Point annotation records
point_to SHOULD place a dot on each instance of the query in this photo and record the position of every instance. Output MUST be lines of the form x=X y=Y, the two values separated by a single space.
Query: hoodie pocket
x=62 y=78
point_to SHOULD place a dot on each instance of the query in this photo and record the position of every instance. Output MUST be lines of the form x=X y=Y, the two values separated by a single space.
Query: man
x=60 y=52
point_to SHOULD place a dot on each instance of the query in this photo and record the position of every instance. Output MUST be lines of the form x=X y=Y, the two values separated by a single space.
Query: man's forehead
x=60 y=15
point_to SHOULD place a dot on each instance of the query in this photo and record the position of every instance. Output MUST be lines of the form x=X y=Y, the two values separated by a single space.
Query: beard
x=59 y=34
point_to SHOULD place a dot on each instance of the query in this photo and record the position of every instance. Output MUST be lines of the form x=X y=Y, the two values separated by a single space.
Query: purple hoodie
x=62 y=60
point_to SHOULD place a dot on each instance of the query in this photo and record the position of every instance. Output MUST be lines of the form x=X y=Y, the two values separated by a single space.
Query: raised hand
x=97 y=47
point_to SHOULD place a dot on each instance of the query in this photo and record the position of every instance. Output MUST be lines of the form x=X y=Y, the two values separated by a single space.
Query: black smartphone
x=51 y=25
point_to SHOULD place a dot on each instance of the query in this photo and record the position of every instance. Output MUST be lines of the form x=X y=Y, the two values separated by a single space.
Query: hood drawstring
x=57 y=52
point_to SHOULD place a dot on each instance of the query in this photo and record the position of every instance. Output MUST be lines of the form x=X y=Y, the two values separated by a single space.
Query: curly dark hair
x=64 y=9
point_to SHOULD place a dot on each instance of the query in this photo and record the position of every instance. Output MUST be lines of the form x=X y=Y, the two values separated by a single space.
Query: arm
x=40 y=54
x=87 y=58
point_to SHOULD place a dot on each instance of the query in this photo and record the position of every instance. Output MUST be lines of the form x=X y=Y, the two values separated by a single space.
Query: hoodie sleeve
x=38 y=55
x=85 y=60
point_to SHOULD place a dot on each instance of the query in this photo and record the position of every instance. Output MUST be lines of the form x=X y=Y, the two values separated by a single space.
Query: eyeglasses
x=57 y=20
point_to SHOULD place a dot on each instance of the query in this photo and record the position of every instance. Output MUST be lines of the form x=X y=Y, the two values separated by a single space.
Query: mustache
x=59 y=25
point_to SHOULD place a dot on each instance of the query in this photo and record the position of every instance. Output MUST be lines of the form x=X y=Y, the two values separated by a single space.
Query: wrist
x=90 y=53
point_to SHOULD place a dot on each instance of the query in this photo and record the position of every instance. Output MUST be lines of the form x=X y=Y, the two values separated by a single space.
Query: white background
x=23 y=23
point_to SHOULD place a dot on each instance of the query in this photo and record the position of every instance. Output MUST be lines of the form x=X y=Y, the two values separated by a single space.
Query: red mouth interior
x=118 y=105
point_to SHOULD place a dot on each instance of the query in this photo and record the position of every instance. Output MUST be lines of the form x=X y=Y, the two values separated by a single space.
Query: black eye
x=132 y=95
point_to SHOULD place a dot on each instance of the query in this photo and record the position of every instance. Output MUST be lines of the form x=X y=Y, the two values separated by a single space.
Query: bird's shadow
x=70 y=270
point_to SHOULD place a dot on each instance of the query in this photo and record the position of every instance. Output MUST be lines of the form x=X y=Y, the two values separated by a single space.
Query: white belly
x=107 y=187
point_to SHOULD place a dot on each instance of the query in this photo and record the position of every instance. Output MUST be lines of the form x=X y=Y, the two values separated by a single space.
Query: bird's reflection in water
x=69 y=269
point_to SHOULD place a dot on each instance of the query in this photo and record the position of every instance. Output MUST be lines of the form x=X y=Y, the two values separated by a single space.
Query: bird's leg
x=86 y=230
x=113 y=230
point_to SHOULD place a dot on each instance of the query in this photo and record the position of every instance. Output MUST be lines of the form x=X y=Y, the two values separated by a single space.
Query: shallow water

| Instructions to follow |
Which lines in the rows above contain the string "black"? Find each one and copy the whole line, treating uppercase and lowercase as different.

| The answer |
Query: black smartphone
Query: black eye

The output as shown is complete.